----- TEXT EXTRACT -----

Kathleen Denning v. County of Washoe

                           NOT FOR PUBLICATION                           FILED
                    UNITED STATES COURT OF APPEALS                        APR 2 2020
                                                                      MOLLY C. DWYER, CLERK
                                                                       U.S. COURT OF APPEALS
                           FOR THE NINTH CIRCUIT

KATHLEEN DENNING,                               No.    18-16880

                Plaintiff-Appellant,            D.C. No.
                                                3:17-cv-00463-MMD-WGC
 v.

COUNTY OF WASHOE,                               MEMORANDUM*

                Defendant-Appellee.

                   Appeal from the United States District Court
                            for the District of Nevada
                  Miranda M. Du, Chief District Judge, Presiding

                            Submitted March 26, 2020**
                               Las Vegas, Nevada

Before: W. FLETCHER, BYBEE, and WATFORD, Circuit Judges.

----- EXTRACTED RECORDS -----

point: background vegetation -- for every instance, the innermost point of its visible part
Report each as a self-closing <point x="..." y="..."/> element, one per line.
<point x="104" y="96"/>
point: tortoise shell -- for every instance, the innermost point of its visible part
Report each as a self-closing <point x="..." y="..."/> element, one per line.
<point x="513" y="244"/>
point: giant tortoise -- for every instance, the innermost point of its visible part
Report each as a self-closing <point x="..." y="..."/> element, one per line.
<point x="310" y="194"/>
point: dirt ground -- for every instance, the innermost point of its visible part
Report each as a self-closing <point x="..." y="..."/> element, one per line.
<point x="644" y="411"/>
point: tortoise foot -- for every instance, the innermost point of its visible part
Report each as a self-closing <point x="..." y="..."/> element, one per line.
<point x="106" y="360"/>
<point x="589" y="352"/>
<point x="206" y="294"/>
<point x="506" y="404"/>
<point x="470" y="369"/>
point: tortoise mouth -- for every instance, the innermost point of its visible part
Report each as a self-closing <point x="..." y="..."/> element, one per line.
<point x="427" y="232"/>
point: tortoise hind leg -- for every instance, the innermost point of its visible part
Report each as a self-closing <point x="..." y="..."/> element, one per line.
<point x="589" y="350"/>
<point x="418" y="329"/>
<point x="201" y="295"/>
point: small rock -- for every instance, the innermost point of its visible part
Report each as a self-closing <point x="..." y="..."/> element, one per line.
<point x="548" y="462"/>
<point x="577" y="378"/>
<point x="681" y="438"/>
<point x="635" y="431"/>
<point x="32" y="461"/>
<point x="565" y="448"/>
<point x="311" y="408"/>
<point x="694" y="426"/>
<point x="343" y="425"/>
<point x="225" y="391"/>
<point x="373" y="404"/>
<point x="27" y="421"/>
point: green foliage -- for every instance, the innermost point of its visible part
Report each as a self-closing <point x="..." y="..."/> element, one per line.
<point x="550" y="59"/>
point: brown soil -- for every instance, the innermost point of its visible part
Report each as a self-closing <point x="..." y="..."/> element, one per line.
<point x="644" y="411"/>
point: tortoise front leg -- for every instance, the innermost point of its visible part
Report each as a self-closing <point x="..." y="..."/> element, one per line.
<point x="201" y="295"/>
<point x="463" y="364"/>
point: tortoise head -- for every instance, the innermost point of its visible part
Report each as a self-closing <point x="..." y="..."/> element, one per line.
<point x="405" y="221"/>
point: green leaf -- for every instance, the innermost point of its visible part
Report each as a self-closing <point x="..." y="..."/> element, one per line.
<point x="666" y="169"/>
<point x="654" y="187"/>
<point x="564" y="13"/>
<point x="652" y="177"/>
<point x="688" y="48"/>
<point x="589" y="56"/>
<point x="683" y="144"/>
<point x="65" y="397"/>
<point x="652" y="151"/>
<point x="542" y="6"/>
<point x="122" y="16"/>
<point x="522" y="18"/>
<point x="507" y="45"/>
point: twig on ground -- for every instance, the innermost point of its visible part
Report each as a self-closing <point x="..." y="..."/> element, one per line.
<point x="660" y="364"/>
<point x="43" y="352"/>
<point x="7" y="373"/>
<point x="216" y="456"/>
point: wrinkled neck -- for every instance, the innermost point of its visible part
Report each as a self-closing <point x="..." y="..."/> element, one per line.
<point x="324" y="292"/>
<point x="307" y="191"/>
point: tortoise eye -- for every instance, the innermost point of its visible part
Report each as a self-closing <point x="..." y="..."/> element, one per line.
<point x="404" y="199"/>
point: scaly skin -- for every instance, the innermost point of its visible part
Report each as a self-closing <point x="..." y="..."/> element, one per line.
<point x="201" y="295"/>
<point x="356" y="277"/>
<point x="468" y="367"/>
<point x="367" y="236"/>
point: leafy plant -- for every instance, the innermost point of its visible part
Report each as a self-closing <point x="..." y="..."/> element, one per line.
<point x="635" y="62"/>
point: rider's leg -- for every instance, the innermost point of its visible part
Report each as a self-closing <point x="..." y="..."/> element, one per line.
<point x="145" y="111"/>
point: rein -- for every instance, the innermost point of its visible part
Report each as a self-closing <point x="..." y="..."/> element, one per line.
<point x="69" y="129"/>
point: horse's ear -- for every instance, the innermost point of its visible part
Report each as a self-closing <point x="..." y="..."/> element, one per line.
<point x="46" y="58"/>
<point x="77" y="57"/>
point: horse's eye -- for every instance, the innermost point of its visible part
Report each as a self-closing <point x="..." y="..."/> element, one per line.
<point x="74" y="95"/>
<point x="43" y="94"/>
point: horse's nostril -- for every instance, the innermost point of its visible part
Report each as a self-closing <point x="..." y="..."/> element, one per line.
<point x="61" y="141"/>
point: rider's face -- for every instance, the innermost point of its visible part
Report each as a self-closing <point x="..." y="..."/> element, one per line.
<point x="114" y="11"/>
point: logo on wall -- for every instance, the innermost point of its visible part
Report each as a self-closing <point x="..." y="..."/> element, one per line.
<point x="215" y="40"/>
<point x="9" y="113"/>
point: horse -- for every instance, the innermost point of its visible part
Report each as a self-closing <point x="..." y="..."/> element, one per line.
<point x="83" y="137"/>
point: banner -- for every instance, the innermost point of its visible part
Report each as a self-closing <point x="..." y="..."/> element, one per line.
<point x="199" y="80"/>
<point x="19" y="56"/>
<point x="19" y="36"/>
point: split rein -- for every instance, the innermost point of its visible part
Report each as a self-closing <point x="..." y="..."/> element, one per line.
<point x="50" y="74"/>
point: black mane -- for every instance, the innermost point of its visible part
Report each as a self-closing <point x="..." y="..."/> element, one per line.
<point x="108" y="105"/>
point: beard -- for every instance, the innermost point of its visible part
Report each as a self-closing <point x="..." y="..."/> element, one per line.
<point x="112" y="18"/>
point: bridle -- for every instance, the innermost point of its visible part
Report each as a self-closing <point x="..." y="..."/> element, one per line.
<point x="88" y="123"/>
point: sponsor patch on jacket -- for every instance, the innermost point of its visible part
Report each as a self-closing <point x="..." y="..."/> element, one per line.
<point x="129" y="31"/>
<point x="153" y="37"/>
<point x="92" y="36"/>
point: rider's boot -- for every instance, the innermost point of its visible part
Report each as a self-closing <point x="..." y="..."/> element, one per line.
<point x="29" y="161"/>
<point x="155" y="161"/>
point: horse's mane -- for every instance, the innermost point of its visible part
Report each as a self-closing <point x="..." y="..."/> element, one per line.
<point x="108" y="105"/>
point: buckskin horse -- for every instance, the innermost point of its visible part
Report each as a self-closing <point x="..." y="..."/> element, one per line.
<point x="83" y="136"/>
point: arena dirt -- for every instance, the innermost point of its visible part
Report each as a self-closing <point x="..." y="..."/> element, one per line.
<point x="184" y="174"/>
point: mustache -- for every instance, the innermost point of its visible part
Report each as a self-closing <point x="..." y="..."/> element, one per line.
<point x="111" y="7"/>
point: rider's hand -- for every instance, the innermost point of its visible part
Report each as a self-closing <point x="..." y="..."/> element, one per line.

-----

§ GOAL OF THE EXERCISE:
Answer these questions from the case caption:
1. What is the appellate case number?
2. Who presided in the district court?
3. In which city was the case submitted?
The rows bear no relation to the case caption.

§ RIGHT ANSWER:
1. 18-16880
2. Miranda M. Du, Chief District Judge
3. Las Vegas, Nevada